Short exercise — Convert all of the material below into a JSON list of strings, with one string for each line and no entries for blank lines. Leave the pictures out of the result.

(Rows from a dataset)
#####
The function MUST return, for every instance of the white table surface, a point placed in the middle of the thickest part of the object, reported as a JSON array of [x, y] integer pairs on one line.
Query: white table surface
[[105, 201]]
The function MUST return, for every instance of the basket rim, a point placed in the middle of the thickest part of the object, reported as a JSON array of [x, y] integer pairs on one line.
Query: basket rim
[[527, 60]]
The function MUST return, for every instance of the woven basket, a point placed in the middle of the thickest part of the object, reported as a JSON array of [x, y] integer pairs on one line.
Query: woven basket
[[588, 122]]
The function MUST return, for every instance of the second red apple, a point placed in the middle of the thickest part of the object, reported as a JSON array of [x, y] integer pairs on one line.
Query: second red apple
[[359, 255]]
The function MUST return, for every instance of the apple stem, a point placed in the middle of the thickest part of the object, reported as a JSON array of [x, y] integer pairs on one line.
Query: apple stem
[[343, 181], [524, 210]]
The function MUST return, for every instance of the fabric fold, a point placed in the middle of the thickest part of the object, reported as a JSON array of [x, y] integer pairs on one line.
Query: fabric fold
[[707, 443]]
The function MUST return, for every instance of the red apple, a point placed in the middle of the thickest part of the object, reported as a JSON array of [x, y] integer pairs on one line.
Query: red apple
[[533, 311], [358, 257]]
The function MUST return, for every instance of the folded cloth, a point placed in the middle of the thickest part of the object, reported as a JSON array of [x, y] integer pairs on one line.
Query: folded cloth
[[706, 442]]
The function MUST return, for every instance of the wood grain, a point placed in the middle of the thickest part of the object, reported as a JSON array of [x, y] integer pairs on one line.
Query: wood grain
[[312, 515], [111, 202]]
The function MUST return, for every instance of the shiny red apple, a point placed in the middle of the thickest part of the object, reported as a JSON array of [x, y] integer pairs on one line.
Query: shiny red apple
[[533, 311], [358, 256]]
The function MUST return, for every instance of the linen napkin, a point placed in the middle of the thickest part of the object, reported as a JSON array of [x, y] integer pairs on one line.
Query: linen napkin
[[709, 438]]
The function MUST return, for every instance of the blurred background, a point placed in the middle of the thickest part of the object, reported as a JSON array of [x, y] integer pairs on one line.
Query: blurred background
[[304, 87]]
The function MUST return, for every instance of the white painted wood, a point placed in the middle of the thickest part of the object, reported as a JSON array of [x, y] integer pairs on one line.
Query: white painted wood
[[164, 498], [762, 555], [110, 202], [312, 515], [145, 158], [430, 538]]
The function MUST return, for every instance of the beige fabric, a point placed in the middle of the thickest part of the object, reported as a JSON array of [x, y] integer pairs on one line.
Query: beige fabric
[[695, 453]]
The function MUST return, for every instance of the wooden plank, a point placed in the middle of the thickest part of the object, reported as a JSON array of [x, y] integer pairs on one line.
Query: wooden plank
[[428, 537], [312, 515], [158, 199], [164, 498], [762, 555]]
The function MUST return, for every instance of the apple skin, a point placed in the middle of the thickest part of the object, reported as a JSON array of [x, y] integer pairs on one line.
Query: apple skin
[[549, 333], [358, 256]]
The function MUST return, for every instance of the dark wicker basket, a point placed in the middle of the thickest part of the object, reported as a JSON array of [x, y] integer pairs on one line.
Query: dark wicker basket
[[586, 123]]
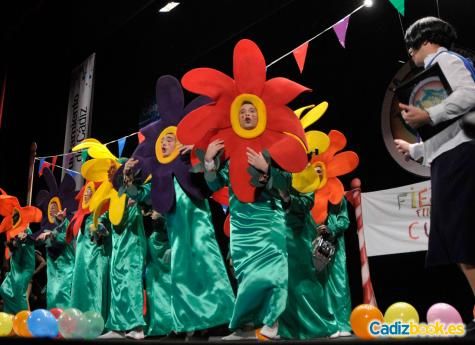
#####
Answer for this exercise —
[
  "The function MUST return, for every instance of the white table surface, a point placed in the middle of the thickest part of the object, reported as a JSON array of [x, y] integer pairs on one line.",
  "Query: white table surface",
  "[[105, 201]]",
  "The function MUST return, for every instance of the basket rim, a point placed in the middle of the thickest part of the object, reported as a JSON array of [x, y] integer pairs on one line.",
  "Query: basket rim",
  "[[527, 60]]",
  "The function MUST return, for every instance of the woven basket, a point placed in the middle of the thickest part of the object, reported as a JSON array of [x, y] integer pairs on one line.",
  "Query: woven basket",
  "[[588, 122]]",
  "The function MUST return, for every instance of the second red apple, a point placed in the middle of the thickest part of the object, reported as a JSON array of [x, y] integer pairs on one line.",
  "Query: second red apple",
  "[[359, 255]]",
  "The function MUST return, for every instance of the apple stem, a point placed in the middle of the thickest part of the object, reported as a JSON array of [x, y] integer pairs on one line.",
  "Query: apple stem",
  "[[343, 181], [524, 210]]",
  "The function MUST return, for every instance of the fabric fold, a point placed in the middle of the thickest part of the object, reported as a JSON array of [x, y] integer pairs on one line.",
  "Query: fabric fold",
  "[[707, 443]]",
  "The function MUST return, for every instance of the red apple, a point placed in the middle of the thickest part of the object, reported as a JSON array of [x, y] integer pairs on one line.",
  "Query: red apple",
  "[[533, 311], [358, 257]]",
  "The function MUST return, for every instance of the folded cloth, a point placed in the middle of the thickest part of the object, reported as a JSON array of [x, y] integer pairs on one line.",
  "Query: folded cloth",
  "[[706, 442]]",
  "The function MUST return, for every instance of the wood grain, a point placed in the middle of the thickest part of the object, reported as a JSON array of [x, y] integer pairs on one line.",
  "Query: wood grain",
  "[[312, 515], [111, 202]]",
  "The function MUST return, for every instance of the shiny red apple, a point placed in the middle of the thickest part of the object, reported as a JSON array of [x, y] integer pairs on one line.",
  "Query: shiny red apple",
  "[[533, 311], [358, 256]]",
  "The function MUST return, for every instance of the linen napkin, a point placed in the middle of the thickest part of the object, reported as a JSON array of [x, y] integer pairs on one line.",
  "Query: linen napkin",
  "[[709, 438]]",
  "The function MUST return, for every instance of the blurred background, a point placed in the middle of the thickest part of the object, reported as a JSON array of [x, y] integer pairs on one line.",
  "Query: blurred background",
  "[[304, 87]]",
  "The function MUST return, for every instance of the white painted wood, a point placed in the middle of the thickest part of the object, reported as a JSON array of [x, y] integer pairs on one line.",
  "Query: white painted wood",
  "[[164, 498], [762, 555], [110, 202], [312, 515], [145, 158], [430, 538]]",
  "The function MUST return, for every instance of the beige fabric, a point placed in the middle of the thickest part of the object, reported as a JSON array of [x, y] integer pairs on one line.",
  "Query: beige fabric",
  "[[695, 453]]",
  "The function MUST return, for every instance of the wooden plank, a point placed in the middle of the thickest part of the object, reported as a JSON array of [x, y] integer pairs on one line.",
  "Query: wooden plank",
  "[[428, 537], [312, 515], [158, 199], [164, 498], [762, 555]]",
  "The function MUST return, for every instance of the apple skin, a point placed in the middle of the thickest part of the object, reported as a JSON array of [x, y] integer pairs on one line.",
  "Query: apple skin",
  "[[549, 333], [358, 256]]",
  "The function MUST return, for every instance of the dark wicker basket, a point placed in the middle of the thickest part of the object, reported as a JSON array of [x, y] integer pairs on one line.",
  "Query: dark wicker basket",
  "[[586, 123]]"
]